__WRITTEN EXERCISE__:
Retype the material below. Keep every word exactly as it is.

# TASK DATA start

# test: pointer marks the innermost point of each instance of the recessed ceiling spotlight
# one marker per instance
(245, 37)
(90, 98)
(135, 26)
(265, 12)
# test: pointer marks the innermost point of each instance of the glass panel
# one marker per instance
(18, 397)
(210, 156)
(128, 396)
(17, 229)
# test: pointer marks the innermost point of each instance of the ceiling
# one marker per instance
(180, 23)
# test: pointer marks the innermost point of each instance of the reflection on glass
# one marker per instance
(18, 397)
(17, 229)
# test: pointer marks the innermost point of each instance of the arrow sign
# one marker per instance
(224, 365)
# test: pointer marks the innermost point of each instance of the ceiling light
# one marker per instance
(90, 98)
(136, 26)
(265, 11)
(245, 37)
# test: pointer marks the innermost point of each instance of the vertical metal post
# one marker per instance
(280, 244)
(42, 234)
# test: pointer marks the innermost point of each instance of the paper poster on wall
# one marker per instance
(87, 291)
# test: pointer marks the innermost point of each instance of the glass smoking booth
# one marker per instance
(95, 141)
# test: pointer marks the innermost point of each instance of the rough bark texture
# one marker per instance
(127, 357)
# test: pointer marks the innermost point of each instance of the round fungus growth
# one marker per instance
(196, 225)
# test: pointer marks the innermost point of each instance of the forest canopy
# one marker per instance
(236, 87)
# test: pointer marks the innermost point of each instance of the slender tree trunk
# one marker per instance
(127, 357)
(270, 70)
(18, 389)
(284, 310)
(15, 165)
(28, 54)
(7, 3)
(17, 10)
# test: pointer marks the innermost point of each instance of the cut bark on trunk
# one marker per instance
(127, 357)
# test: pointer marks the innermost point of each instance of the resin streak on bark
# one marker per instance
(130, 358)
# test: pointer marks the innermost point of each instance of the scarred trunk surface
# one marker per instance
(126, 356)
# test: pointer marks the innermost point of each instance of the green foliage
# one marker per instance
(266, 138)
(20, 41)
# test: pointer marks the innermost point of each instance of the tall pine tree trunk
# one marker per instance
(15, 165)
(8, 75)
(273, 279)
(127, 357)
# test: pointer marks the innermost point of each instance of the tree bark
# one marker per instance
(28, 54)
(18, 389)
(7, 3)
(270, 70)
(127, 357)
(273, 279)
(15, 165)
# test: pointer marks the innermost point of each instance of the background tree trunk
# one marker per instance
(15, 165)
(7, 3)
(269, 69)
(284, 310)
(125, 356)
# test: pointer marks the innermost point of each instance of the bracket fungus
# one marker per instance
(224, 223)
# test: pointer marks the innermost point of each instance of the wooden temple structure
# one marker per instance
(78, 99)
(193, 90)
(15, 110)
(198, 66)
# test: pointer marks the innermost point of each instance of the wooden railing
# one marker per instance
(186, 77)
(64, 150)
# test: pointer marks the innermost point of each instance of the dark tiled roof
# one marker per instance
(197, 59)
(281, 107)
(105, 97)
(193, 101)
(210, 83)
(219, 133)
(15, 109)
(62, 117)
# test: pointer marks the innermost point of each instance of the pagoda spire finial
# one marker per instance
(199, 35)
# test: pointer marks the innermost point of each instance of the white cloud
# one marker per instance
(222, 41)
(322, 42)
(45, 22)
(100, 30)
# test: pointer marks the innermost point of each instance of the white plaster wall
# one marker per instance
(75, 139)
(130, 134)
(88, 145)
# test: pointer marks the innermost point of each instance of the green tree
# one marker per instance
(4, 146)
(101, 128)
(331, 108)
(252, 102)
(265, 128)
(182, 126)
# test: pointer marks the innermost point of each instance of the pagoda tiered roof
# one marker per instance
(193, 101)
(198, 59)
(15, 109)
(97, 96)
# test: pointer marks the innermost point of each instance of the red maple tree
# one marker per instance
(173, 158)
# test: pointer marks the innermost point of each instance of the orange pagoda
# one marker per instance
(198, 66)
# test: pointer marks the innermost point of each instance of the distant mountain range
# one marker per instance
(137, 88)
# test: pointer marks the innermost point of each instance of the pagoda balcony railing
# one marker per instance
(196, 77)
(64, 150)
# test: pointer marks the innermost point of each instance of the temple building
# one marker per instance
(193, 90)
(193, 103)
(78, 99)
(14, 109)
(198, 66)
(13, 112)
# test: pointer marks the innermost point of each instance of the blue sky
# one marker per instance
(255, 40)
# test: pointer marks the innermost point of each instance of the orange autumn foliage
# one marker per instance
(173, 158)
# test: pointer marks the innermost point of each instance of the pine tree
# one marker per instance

# TASK DATA end

__CORRECT ANSWER__:
# test: pointer marks the innermost point of each instance of the recessed ceiling spotlight
# one marker per instance
(245, 37)
(90, 98)
(135, 26)
(265, 12)
# test: pointer marks the innermost point of each instance of the glass panel
# one marker per instance
(18, 397)
(210, 156)
(128, 396)
(17, 229)
# test: pointer marks the innermost point of each instance of the ceiling
# one marker per instance
(180, 23)
# test: pointer marks the innermost point of each instance of the reflection on glass
# one marker per instance
(18, 397)
(17, 229)
# test: pointer marks the innermost point of each instance of the arrow sign
# one marker per instance
(224, 365)
# test: pointer marks the innermost point of each instance of the ceiling light
# one marker per instance
(90, 98)
(136, 26)
(265, 11)
(245, 37)
# test: pointer marks the innermost point of each instance of the vertical metal post
# one marker per instance
(280, 244)
(42, 234)
# test: pointer marks the innermost point of each instance of the paper poster on wall
# one marker per instance
(87, 291)
# test: pointer marks the innermost point of each instance of the glass smoking booth
# one marker per instance
(95, 141)
# test: pointer marks the innermost point of each instance of the rough bark texture
# one marker per instance
(127, 357)
# test: pointer marks the innermost point of each instance of the round fungus growth
# one marker per instance
(196, 225)
# test: pointer marks the innermost point of each instance of the forest canopy
# one marker per instance
(236, 87)
# test: pointer marks the innermost point of each instance of the slender tree trunk
# one marker per instance
(127, 357)
(270, 70)
(18, 389)
(284, 310)
(15, 165)
(28, 54)
(7, 3)
(17, 10)
# test: pointer marks the innermost point of each instance of the cut bark on trunk
# one marker per instance
(127, 357)
# test: pointer marks the innermost point of each instance of the resin streak on bark
# one marker per instance
(130, 358)
# test: pointer marks the innermost point of each instance of the scarred trunk surface
# one marker per instance
(126, 356)
# test: pointer marks the innermost point of each instance of the green foliage
# one marker per instance
(266, 138)
(20, 41)
# test: pointer marks the innermost point of each instance of the tall pine tree trunk
# one marker per instance
(15, 165)
(8, 75)
(273, 279)
(127, 357)
# test: pointer marks the innermost point of each instance of the tree bark
# one marker per instance
(28, 54)
(18, 389)
(7, 3)
(270, 70)
(127, 357)
(273, 279)
(15, 165)
# test: pointer marks the innermost point of each instance of the background tree trunk
# one marker per instance
(15, 165)
(7, 3)
(269, 69)
(284, 310)
(125, 356)
# test: pointer marks the innermost point of each instance of the bracket fungus
# one marker per instance
(224, 223)
# test: pointer marks the innermost point of each instance of the wooden temple structure
# one marker per instance
(78, 99)
(193, 90)
(15, 110)
(198, 66)
# test: pointer marks the innermost point of each instance of the wooden railing
# one marker per instance
(186, 77)
(64, 150)
# test: pointer marks the innermost point of each instance of the dark tiled roof
# one marker per instance
(197, 59)
(281, 107)
(105, 97)
(193, 101)
(210, 83)
(219, 133)
(15, 109)
(62, 117)
# test: pointer marks the innermost point of each instance of the pagoda spire finial
# one marker per instance
(199, 35)
# test: pointer marks the innermost point of each instance of the white cloud
# one marker per instance
(222, 41)
(322, 42)
(45, 22)
(100, 30)
# test: pointer marks the innermost point of each instance of the white plaster wall
# one marker per instance
(75, 139)
(130, 134)
(88, 145)
# test: pointer marks the innermost point of each instance of the green tree
# one marker per instance
(4, 146)
(101, 128)
(331, 108)
(252, 102)
(265, 128)
(182, 126)
# test: pointer marks the innermost point of each instance of the pagoda tiered roof
# one marker per instance
(193, 101)
(198, 59)
(15, 109)
(97, 96)
# test: pointer marks the innermost point of each instance of the red maple tree
# one marker per instance
(173, 158)
# test: pointer marks the innermost point of each instance of the orange pagoda
# one marker per instance
(198, 66)
# test: pointer marks the innermost point of each instance of the distant mountain range
# one marker per instance
(137, 88)
# test: pointer marks the innermost point of each instance of the pagoda balcony railing
# one marker per instance
(196, 77)
(64, 150)
# test: pointer marks the innermost point of each instance of the temple building
# one marker per instance
(193, 90)
(193, 103)
(78, 99)
(14, 109)
(198, 66)
(13, 112)
# test: pointer marks the innermost point of each instance of the blue sky
# one marker per instance
(255, 40)
# test: pointer marks the innermost point of each instance of the orange autumn foliage
# one marker per instance
(173, 158)
# test: pointer marks the innermost point of each instance of the pine tree
# one marker per instance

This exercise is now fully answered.